• [EXERCISE REQUIREMENTS]
• a. According to the passage on compression and limiting, why does compressing fewer signals at once sound better than compressing a pre-mixed group?
• b. Copy the stretch from "10.8   The Volume" through "and the story." in the passage on compression and limiting.

• [PASSAGE GIVEN]
________________________
On the fight premix bus, where all these elements come together, a VCA bus compressor with slow attack (20-30 ms), medium release (100-200 ms), and a low ratio (2:1) provides gentle “glue” that makes the impacts, vocals, and cloth feel like they inhabit the same space. Do not over-compress the fight bus because the dynamic range between a quiet body shift and a devastating punch is what makes the fight feel real. Campbell et al.’s research (2017) applies directly here. Moderate compression on the individual elements, minimal compression on the combined bus.

10.7   Music Stems

The listener preference research (Campbell et al., 2017) indicates compression on individual instrument groups is preferred over heavy compression on the music bus. Limiting on the music bus was the most disliked configuration in their study of 130 listeners. Compression applied to fewer signals simultaneously sounds better than compression applied to pre-mixed groups, because in a pre-mixed bus, tracks whose levels would not have reached the threshold alone are affected by peaks in other tracks they are grouped with.

For a film music stem, compress the individual instrument groups (strings, brass, woodwinds, percussion, synths) with appropriate compressors for each, then apply only gentle bus compression to the combined music stem.

10.8   The Volume Automation

But keep this in mind. In film post-production, the most effective dynamics control is not compression. It is volume automation. A properly volume levelled dialog track, where every phrase has been leveled by hand, needs very little compression. The compressor’s job in film is to catch what automation cannot – like the unpredictable peaks, the sibilance, the unexpected shout. The compressor is to be considered as the safety net, not the primary tool. This is the opposite of music mixing, where compression is often a creative instrument. In film, the goal is for the audience to forget that technology exists between them and the story.

11   The Art and Science of Limiting

11.1   How a Limiter Differs from a Compressor

A limiter is a compressor with an infinite (or near-infinite) ratio. That single difference changes everything about how the device behaves, how it distorts, and how it must be designed.

With a compressor at 4:1, a signal that exceeds the threshold by 20 dB comes out exceeding it by 5 dB. There is headroom above the threshold for the signal to move. With a limiter at infinity-to-one, a signal that exceeds the threshold by 20 dB comes out at the threshold. Period. No headroom, no movement, no exceptions. The output level is clamped to a hard ceiling.

This means the limiter must be fast. In fact, much faster than a typical compressor. If a transient exceeds the ceiling by even a fraction of a dB for even a single sample, the limiter has failed. And to top it, it must achieve this speed without audibly distorting the audio, which is the fundamental challenge at the heart of all limiter design.
________________________
• [DATA]
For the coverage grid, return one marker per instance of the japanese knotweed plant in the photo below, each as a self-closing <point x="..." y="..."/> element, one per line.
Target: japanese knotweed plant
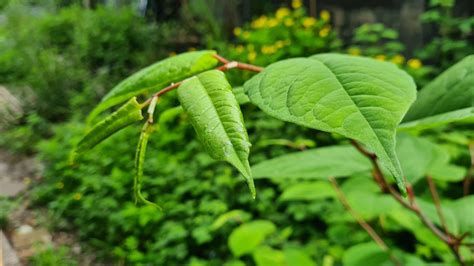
________________________
• [SOLUTIONS BELOW]
• a. In a pre-mixed bus, tracks whose levels would not have reached the threshold on their own get compressed anyway because of peaks in the other tracks they are grouped with. Compressing fewer signals at a time avoids this.

• b.
10.8   The Volume Automation

But keep this in mind. In film post-production, the most effective dynamics control is not compression. It is volume automation. A properly volume levelled dialog track, where every phrase has been leveled by hand, needs very little compression. The compressor’s job in film is to catch what automation cannot – like the unpredictable peaks, the sibilance, the unexpected shout. The compressor is to be considered as the safety net, not the primary tool. This is the opposite of music mixing, where compression is often a creative instrument. In film, the goal is for the audience to forget that technology exists between them and the story.